┌──
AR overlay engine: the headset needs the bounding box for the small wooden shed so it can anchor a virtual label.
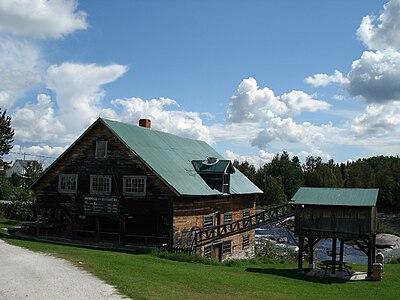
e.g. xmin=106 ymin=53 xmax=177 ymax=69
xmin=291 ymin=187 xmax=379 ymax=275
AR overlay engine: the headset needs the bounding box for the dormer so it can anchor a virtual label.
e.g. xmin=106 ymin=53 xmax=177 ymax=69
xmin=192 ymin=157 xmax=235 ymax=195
└──
┌──
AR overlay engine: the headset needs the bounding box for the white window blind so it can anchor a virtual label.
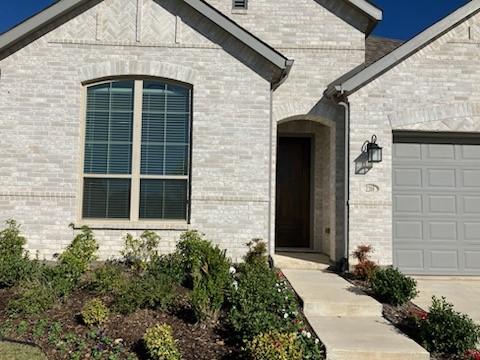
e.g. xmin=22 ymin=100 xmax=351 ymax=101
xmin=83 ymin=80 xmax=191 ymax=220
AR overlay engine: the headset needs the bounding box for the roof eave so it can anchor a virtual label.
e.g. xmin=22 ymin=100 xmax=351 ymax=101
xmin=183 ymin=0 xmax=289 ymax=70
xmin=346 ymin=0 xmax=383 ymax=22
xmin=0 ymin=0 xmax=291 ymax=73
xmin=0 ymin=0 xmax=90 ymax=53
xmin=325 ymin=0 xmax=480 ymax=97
└──
**PROMPT:** Rewrite the part of the listing that opens with the line containing "dormer so it can anchor a virtual label." and closes with the line containing "xmin=192 ymin=157 xmax=235 ymax=195". Swap "dormer" for "chimney" and keep everything else the same.

**FULL RESPONSE:**
AR overlay engine: the headset needs the bounding box for the chimney so it can anchor a virtual label.
e.g. xmin=106 ymin=53 xmax=177 ymax=69
xmin=192 ymin=157 xmax=235 ymax=195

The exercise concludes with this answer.